* _Instructions for the task_
Drop the pictures from the entries below, then reproduce the rest exactly.

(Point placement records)
_____

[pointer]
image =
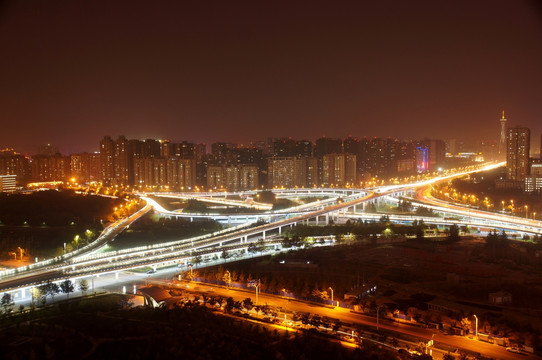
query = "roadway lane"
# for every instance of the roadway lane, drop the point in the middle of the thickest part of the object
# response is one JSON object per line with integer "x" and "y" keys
{"x": 347, "y": 316}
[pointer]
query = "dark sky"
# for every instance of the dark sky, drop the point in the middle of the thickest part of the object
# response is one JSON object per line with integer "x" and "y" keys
{"x": 74, "y": 71}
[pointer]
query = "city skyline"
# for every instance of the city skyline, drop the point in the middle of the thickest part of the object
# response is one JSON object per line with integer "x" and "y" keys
{"x": 211, "y": 73}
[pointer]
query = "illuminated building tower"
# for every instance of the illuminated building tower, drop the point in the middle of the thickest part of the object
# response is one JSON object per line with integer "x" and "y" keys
{"x": 107, "y": 155}
{"x": 517, "y": 153}
{"x": 7, "y": 183}
{"x": 502, "y": 141}
{"x": 333, "y": 170}
{"x": 287, "y": 172}
{"x": 422, "y": 159}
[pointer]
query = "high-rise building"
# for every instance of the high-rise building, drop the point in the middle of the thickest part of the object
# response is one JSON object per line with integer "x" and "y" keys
{"x": 107, "y": 156}
{"x": 248, "y": 177}
{"x": 287, "y": 172}
{"x": 8, "y": 183}
{"x": 123, "y": 162}
{"x": 517, "y": 152}
{"x": 12, "y": 163}
{"x": 338, "y": 169}
{"x": 232, "y": 177}
{"x": 50, "y": 168}
{"x": 533, "y": 182}
{"x": 502, "y": 141}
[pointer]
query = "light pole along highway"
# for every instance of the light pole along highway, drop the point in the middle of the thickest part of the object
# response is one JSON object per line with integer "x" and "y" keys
{"x": 138, "y": 257}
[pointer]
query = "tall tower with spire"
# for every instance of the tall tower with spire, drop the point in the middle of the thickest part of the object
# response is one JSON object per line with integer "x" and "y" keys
{"x": 502, "y": 142}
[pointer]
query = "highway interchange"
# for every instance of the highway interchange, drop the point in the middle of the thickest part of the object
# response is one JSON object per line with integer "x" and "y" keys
{"x": 96, "y": 263}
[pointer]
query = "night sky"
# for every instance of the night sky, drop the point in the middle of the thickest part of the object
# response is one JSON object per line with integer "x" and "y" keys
{"x": 74, "y": 71}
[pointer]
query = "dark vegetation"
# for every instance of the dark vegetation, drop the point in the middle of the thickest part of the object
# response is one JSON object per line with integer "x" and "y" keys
{"x": 54, "y": 208}
{"x": 152, "y": 229}
{"x": 111, "y": 331}
{"x": 41, "y": 222}
{"x": 269, "y": 197}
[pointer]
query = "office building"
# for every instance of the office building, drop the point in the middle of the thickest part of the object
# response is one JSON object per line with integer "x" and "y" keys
{"x": 517, "y": 153}
{"x": 8, "y": 183}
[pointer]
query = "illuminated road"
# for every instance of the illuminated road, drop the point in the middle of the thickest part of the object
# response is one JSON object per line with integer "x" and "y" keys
{"x": 163, "y": 254}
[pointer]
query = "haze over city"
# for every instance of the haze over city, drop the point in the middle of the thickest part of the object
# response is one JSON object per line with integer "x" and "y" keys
{"x": 213, "y": 71}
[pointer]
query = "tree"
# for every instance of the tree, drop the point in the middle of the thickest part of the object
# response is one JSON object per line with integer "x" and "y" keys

_____

* _Exercise response_
[pointer]
image =
query = "roadway lane"
# for every instance of the roadway lane, drop the point in the middle of the thickest part of the object
# response is one JSON object per line with integer "x" and "y" keys
{"x": 347, "y": 316}
[pointer]
query = "dark sky"
# for every instance of the dark sky, drop the point in the middle of the thickest part of the object
# response is one JSON object per line with integer "x" and "y" keys
{"x": 74, "y": 71}
[pointer]
query = "city skyline"
# for every instance of the city skyline, drop the point in the middle of the thickest part of the object
# response is one JSON object per line with integer "x" and "y" keys
{"x": 211, "y": 73}
[pointer]
query = "illuminated building tower"
# for every instance of the illuminated building tower, drop the point in the middle of the thickest part of the object
# response is one JSON object per line with integer "x" and "y" keys
{"x": 107, "y": 155}
{"x": 517, "y": 153}
{"x": 7, "y": 183}
{"x": 502, "y": 141}
{"x": 333, "y": 170}
{"x": 287, "y": 172}
{"x": 422, "y": 159}
[pointer]
query = "high-rise building"
# for every instance of the high-rise building, drop the point in the middle of the thickest part of the object
# response is one JSON object per line with integer "x" and "y" keys
{"x": 107, "y": 156}
{"x": 248, "y": 177}
{"x": 287, "y": 172}
{"x": 8, "y": 183}
{"x": 123, "y": 162}
{"x": 517, "y": 152}
{"x": 12, "y": 163}
{"x": 338, "y": 169}
{"x": 232, "y": 177}
{"x": 50, "y": 168}
{"x": 533, "y": 182}
{"x": 502, "y": 141}
[pointer]
query = "light pole along highway"
# for every instance of the light pole along highway, drop the point in the middle of the thickest part of the object
# response is one JSON object per line with integer "x" and "y" keys
{"x": 138, "y": 257}
[pointer]
query = "tall tower with spire"
# for every instance of the tall tower with spire, drop the point in the middle of the thickest part of the object
# response is one JSON object per line with integer "x" and "y" keys
{"x": 502, "y": 142}
[pointer]
query = "highway interchange"
# for every instance of the highway interchange, drop the point in the middle of the thickest part of the object
# response is one JSON object per line with integer "x" and "y" keys
{"x": 96, "y": 263}
[pointer]
query = "night sky"
# for every instance of the night sky, drop the point in the middle of the thickest part of the object
# response is one JSON object per line with integer "x" and "y" keys
{"x": 74, "y": 71}
[pointer]
query = "dark vegetation"
# for every instance of the dark vegetation, drop the point in the middle of the thickest part of the object
# response is one JSON object per line with integer "x" and "y" keys
{"x": 54, "y": 208}
{"x": 152, "y": 229}
{"x": 111, "y": 331}
{"x": 41, "y": 222}
{"x": 269, "y": 197}
[pointer]
query = "office building"
# for every instance of the office building, drop the point in the middle of the thickest part of the object
# response is one JSON object per line with integer "x" and "y" keys
{"x": 517, "y": 153}
{"x": 8, "y": 183}
[pointer]
query = "illuminated road"
# for every instance of the illuminated road, drop the point in the middle of the thickest part of the object
# response is one JSON object per line with integer "x" and "y" keys
{"x": 163, "y": 254}
[pointer]
query = "haze over city"
# for every instance of the haze over city, drop the point in the middle of the thickest part of the object
# response is one JSON object per line with integer "x" and "y" keys
{"x": 213, "y": 71}
[pointer]
query = "tree"
# for every instance of the tree, drop the point in the middle of the thickest part of the object
# response is one JSON object per line with integer "x" and "y" keys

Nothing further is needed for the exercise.